- _Exercise details_
Type the entries again, word for word.
═══ Supplied records
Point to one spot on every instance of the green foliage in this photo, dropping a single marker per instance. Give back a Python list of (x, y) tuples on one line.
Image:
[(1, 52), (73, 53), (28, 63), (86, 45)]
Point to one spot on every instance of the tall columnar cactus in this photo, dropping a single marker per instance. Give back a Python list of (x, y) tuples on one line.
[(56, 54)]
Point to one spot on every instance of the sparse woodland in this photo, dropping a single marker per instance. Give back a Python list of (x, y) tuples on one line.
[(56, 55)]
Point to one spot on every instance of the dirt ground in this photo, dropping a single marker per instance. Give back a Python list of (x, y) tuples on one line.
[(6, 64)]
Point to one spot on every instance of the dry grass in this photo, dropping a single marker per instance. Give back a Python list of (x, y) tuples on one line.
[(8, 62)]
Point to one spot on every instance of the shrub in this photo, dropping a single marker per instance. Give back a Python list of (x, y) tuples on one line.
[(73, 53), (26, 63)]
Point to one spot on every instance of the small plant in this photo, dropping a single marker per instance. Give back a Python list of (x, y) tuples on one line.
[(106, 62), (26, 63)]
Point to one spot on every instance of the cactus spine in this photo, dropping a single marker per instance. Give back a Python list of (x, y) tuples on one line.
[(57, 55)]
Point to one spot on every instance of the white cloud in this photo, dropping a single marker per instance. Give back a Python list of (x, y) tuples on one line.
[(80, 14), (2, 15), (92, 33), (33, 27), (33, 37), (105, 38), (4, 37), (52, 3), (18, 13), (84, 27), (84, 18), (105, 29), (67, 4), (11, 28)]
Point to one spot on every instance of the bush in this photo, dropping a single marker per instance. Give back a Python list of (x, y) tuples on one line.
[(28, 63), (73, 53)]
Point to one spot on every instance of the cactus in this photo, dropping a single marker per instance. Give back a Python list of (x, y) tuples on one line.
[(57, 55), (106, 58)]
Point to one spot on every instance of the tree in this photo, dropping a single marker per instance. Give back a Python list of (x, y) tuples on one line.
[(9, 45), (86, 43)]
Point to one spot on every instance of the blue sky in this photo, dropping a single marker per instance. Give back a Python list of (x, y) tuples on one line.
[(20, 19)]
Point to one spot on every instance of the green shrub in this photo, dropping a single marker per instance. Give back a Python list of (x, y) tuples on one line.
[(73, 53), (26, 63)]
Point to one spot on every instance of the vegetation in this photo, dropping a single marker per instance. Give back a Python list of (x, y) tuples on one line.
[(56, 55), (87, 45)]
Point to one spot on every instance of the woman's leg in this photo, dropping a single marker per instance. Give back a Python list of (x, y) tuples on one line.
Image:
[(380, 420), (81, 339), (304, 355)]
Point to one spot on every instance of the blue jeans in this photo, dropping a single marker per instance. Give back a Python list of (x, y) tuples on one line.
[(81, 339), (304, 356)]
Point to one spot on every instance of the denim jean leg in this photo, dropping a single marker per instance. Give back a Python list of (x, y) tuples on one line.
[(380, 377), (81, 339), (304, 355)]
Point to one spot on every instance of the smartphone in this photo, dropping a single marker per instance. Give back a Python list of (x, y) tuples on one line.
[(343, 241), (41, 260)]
══════
- _Problem solution_
Point to one spot on every instance of the green foliage in this photo, dropping a single marker per instance. Give back a Python list of (x, y) tuples on one line.
Image:
[(1, 52), (73, 53), (28, 63), (86, 45)]
Point to one spot on every instance of the tall columnar cactus in this photo, dropping a single marker per instance. Give back a Python list of (x, y) tuples on one line.
[(56, 54)]
Point to one spot on every instance of the sparse woodland in this photo, dropping a single marker per instance. Give back a Python list of (x, y) tuples on one line.
[(56, 55)]
Point to one spot on every instance of the dirt ground in this photo, dropping a single marker per instance. Give back a Python list of (x, y) tuples on one line.
[(6, 64)]
Point to one spot on every instance of the dry grass in this photo, dropping a single marker per instance. Give back a Python list of (x, y) tuples on one line.
[(8, 62)]
Point to one spot on every instance of the shrub in this photo, dropping a single marker per instance. Give back a Python list of (x, y) tuples on one line.
[(73, 53), (26, 63)]
Point to one spot on every instance of the small plant in this photo, dropping a single marker per instance. Give back a Python list of (x, y) tuples on one line.
[(106, 62), (26, 63)]
Point to one spot on every instance of the cactus spine in this photo, dropping a single marker per instance. Give back a Python list of (x, y) tuples on one line.
[(57, 55)]
Point to one spot on every instance of the white cloud in this photo, dropping a single marker per instance. Give back a Python list of (x, y) tuples on one line.
[(80, 14), (2, 15), (92, 33), (33, 27), (33, 37), (105, 38), (4, 37), (52, 3), (18, 13), (84, 27), (84, 18), (105, 29), (67, 4), (11, 28)]
Point to one spot on every instance of the bush in this photo, dropping a single marker per instance. Give back a Python list of (x, y) tuples on one line.
[(28, 63), (73, 53)]
Point to one spot on every instance of the cactus in this photo, dropping a single marker per instance. Give back a Python list of (x, y) tuples on one line.
[(57, 55), (106, 58)]
Point to one spot on every instance of the tree in this photo, dropping a single marker per instance. Give back a Python list of (x, y) tuples on one line.
[(9, 45), (86, 43)]
Point to one spot on every instance of the blue sky in this photo, dropping a single marker per instance. Give back a Python list of (x, y) tuples on one line.
[(20, 19)]
Point to one spot on every instance of the green shrub in this photo, dropping a single marker per instance. Give back a Python list of (x, y) tuples on one line.
[(73, 53), (26, 63)]
Point to one spot on every instance of the vegetation in this photo, dropping a single marker per instance. Give back a Python list of (x, y) tuples on one line.
[(56, 55), (87, 45)]
Point to one spot on every instance of the woman's leg in this photo, dropping a single marker per instance. Give back a Python list of (x, y) tuples on one line.
Image:
[(380, 420), (81, 339), (304, 355)]
Point to one spot on every instance of the blue jeans in this photo, dropping a single marker per instance. Give back a Python list of (x, y) tuples on one line.
[(81, 339), (304, 356)]
Point to one spot on every instance of the denim jean leg in this photo, dropping a single marker per instance. Give back a Python list of (x, y) tuples on one line.
[(380, 377), (81, 339), (304, 355)]
Point to one spot on every instance of the smartphone in this photo, dropping a single marker per instance. Give back a Python list of (x, y) tuples on one line.
[(343, 241), (41, 260)]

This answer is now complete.